= REQUIRED TASKS =
A. Answer these questions from the 2011 technology preview:
(i) Which three key axes does the near future of PC technology coalesce around?
(ii) What is the code name of AMD's new CPU?
(iii) Over how many pages does the article promise to explain what, why, when, where, and how?
B. Carry on the 2011 technology preview from the point where the text stops.

--- BEGIN PAGE ---

The Tipping Point: 2011 Technology Preview
PC Users are on the brink of a massive shift in technology and performance. We identify the most game-changing technologies and life-changing products for the coming year
To the PC doubters and doomsayers throughout the land, we have but one thing to say. You are incorrect. Misguided. Flat-out wrong. As we started to investigate the technologies, products, and processors that will appear in PCs and related devices in the year ahead, we realized that, from this moment on, our beloved Personal Computer is more important and more relevant than ever.
It’s not that the times aren’t changing. They most assuredly are, and the infusion of so many new platforms and usage models into the home and the personal-computing equation is concentrating a lot of power and flexibility in our hands.
Not surprisingly, the PC ethos we all embrace—nonlinear, flexible, interconnected, and constantly evolving—lies at the center of the crossover. We mean that literally and figuratively. Desktops. Laptops. Tablets. Smartphones. Accelerated Processing Units. 60GHz networks. Personal servers. These days, each of us is essentially walking around with a tiny supercomputer, Internet, and cloud-computing scheme in our hands. To which we say, “Bring it on.” We’ve been waiting for this moment for years.
As always, the near future of PC technology is coalescing around three key axes: performance, power, and interconnectivity. Back in the day, you could sacrifice one or maybe even two of these criteria. Not anymore. Over the next 10 pages, we’re going to explain what, why, when, where, and how.
CPUs
2011 will bring a true battle royal for CPU supremacy. Here's an early scouting report
Yeah, we know: Everyone is hyper-excited about netbooks, tablets, smartphones, phablets, and blah blah blah. We couldn’t care less about that noise, because in 2011, we’re going to see an epic battle between AMD’s new CPU, code-named Bulldozer, and Intel’s Sandy Bridge and Sandy Bridge E procs.

--- END PAGE ---
--- BEGIN GIVEN INFORMATION ---

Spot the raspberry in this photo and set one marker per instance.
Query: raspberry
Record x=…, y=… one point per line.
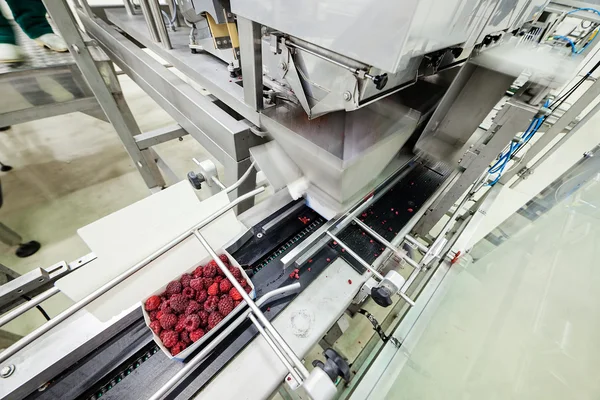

--- END GIVEN INFORMATION ---

= RESPONSES FOR EACH TASK =
A.
(i) Performance, power, and interconnectivity.
(ii) Bulldozer.
(iii) 10 pages.

B.
We know that Bulldozer will be a significant update for AMD and is considered the company’s first all-out “new” chip since the original Athlon was introduced. The major change is the adoption of a new dual-chip “module” approach. Typical CPU cores are stand-alone affairs, isolated islands. If core 1 is busy on a single-threaded application and core 2 is twiddling its thumbs, core 1 won’t be able to access core 2’s resources. With Bulldozer’s dual-core modules, CPU core resources that aren’t being utilized can be thrown at the single-threaded application core 1 is working on, thereby increasing performance.
We expect to see AMD's all-new Bulldozer CPU early next year. It may be the first processor to offer consumers an octo-core solution. It will also be the first chip to use a new duplex approach to computing.
AMD says its dual-core modules are a way to one-up Intel’s Hyper-Threading, which shares the resources of a core by creating a virtual second core to make it seem like one core is two. In the end, though, it’s still just the resources of one core. If AMD is correct, Bulldozer will give power users the best of both worlds by offering performance greater than a Hyper-Threaded core without the power consumption or heat generation that comes with using two full and distinct cores
We’ll know the true value of Bulldozer early next year when parts are expected to ship. It, as they say, is on.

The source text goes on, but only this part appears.